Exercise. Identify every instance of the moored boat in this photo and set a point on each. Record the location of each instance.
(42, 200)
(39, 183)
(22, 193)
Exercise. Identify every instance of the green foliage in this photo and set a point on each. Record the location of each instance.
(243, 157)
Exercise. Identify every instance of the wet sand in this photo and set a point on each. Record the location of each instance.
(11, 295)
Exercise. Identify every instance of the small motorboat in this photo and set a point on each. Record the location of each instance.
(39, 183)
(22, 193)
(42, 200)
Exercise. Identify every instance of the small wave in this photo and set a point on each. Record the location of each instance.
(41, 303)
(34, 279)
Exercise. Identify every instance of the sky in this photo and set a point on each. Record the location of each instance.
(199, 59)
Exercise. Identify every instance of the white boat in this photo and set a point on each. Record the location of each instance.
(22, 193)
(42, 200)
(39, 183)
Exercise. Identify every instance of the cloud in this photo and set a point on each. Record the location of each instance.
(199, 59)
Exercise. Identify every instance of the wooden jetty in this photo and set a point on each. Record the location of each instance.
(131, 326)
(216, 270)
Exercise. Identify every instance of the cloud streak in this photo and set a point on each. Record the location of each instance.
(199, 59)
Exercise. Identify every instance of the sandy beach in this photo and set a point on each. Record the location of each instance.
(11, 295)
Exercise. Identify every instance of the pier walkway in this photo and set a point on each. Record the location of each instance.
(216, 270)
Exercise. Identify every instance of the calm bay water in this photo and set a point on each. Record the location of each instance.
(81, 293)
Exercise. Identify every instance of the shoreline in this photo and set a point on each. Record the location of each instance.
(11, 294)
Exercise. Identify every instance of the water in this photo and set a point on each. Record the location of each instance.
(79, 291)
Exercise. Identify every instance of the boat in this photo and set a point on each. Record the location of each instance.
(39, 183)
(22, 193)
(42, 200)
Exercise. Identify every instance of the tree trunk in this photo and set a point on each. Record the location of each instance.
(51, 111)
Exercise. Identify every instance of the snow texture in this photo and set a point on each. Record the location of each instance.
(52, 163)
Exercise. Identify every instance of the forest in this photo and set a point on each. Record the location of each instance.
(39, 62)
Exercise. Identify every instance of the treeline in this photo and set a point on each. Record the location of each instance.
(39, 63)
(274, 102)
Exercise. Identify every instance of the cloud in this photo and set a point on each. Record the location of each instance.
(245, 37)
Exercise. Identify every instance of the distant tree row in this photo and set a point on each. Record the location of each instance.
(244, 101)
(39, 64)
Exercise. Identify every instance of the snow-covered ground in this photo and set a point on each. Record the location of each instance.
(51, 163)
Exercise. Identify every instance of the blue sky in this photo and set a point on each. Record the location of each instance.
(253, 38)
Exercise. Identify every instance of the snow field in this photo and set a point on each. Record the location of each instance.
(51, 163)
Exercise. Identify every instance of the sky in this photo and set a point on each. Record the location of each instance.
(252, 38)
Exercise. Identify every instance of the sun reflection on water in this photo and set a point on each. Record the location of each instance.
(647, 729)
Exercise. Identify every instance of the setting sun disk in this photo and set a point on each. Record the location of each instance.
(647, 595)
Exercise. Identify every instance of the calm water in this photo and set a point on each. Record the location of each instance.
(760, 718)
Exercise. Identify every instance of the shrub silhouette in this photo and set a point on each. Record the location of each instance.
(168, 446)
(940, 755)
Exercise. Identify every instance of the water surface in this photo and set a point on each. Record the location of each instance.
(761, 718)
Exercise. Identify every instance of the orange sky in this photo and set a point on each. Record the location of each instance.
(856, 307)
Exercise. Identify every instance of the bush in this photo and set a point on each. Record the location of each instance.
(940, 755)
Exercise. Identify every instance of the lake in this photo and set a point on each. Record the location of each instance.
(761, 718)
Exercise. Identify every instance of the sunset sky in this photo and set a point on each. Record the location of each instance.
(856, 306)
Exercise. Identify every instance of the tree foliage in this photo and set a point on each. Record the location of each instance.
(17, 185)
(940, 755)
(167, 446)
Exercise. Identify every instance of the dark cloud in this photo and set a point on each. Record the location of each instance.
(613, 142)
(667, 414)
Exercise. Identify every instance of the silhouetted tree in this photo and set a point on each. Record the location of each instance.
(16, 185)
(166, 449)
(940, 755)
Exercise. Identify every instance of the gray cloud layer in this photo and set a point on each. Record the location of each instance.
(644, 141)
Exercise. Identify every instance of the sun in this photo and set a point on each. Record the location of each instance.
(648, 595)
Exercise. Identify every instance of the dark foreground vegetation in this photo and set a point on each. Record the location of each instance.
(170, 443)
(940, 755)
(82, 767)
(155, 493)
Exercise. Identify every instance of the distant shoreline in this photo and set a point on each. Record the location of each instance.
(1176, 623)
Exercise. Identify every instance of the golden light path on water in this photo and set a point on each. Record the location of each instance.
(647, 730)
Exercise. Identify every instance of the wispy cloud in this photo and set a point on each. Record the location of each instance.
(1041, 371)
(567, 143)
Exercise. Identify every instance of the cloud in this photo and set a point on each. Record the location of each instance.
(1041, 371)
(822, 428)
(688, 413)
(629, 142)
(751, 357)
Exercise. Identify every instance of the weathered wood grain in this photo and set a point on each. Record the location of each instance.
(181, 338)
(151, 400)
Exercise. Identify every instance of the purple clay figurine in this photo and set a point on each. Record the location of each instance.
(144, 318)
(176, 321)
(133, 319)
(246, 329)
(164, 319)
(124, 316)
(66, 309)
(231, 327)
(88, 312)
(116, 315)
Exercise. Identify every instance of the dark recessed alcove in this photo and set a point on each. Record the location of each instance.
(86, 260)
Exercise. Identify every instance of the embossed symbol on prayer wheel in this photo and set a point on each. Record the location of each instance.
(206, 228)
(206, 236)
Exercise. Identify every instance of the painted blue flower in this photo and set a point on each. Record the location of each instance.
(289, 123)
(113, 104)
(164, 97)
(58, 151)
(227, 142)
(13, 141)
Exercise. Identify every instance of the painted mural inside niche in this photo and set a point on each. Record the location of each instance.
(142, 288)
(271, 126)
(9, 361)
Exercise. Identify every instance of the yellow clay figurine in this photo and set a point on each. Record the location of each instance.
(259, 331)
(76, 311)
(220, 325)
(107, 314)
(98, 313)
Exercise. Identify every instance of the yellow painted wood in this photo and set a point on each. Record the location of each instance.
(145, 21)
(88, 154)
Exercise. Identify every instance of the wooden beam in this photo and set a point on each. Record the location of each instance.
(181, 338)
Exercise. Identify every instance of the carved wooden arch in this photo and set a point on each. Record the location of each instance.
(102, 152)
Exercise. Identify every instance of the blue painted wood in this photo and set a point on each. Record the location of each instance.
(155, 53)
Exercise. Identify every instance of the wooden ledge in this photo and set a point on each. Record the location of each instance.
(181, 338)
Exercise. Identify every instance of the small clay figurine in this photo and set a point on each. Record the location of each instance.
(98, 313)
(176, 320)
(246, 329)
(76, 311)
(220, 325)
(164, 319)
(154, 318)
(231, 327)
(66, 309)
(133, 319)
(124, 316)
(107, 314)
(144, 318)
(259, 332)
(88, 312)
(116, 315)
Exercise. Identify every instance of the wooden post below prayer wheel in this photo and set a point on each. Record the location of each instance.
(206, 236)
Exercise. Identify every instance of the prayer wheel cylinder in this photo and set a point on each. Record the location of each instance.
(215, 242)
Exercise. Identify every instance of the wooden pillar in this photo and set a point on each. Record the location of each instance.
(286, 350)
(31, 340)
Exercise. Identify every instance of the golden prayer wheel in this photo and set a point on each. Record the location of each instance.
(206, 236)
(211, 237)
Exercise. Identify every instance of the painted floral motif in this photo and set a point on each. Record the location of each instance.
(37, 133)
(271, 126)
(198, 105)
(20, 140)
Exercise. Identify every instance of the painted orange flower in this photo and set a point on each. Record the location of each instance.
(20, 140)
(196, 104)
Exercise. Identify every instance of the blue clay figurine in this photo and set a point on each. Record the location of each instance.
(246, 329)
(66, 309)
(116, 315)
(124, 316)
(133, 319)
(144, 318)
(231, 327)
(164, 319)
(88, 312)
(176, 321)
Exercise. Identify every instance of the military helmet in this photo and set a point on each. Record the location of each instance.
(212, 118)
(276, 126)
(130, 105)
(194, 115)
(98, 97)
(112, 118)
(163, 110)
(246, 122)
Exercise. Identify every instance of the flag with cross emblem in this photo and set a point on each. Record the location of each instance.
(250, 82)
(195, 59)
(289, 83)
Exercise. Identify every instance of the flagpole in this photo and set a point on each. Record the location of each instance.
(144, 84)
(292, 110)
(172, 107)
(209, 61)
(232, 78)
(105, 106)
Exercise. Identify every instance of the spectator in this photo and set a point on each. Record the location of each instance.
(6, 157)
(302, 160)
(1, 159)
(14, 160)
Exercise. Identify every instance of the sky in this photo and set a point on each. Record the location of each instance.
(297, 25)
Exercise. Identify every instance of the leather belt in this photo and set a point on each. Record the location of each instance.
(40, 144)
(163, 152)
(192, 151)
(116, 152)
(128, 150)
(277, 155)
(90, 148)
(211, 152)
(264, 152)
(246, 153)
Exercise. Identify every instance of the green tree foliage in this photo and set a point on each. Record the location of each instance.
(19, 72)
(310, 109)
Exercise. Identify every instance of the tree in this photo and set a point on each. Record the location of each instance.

# # # #

[REQUIREMENT] Reproduce the rows from the line with "Exercise. Identify every instance of the water surface" up to and including the line with "(1176, 623)", substituting "place a marker on each" for every "set a point on each" and changing nothing else.

[FINISHED TASK]
Exercise. Identify every instance of the water surface in this photo and place a marker on each. Record the location of each instance.
(761, 718)
Exercise. Identify every instance of the orange sky in this photo and place a marker on each. Record the location of each instance.
(856, 307)
Exercise. Identify every instance of the bush in this photo and place a marker on each. Record the location of each instance.
(940, 755)
Exercise. Identify every instance of the lake in this photo and place a marker on each. Record the location of each instance.
(761, 718)
Exercise. Identify every instance of the sunset sky in this photo and place a marker on each. Record the location of each instance.
(856, 306)
Exercise. Identify every instance of the tree foliage in this photo and place a marker on each. Record the location of each instance.
(17, 185)
(940, 755)
(167, 446)
Exercise. Identify every instance of the dark cloud in this photo and place a marker on each. Record the location of each instance.
(613, 142)
(667, 414)
Exercise. Identify every instance of the silhouetted tree in this photo and place a marker on each. Record the location of each instance.
(16, 185)
(166, 449)
(940, 755)
Exercise. Identify every instance of the gray cloud layer in this photo and place a marker on each. Record the location of each instance.
(644, 141)
Exercise. Identify every instance of the sun in this photo and place a marker on each. Record the location of each instance.
(648, 595)
Exercise. Identify every instance of the dark foreground vegetation in this photo and place a marker on each. Record the location of each instance.
(170, 443)
(940, 755)
(82, 767)
(155, 493)
Exercise. Identify every instance of the distant shoreline in this photo and place a marker on each. Record the location of each instance.
(1176, 623)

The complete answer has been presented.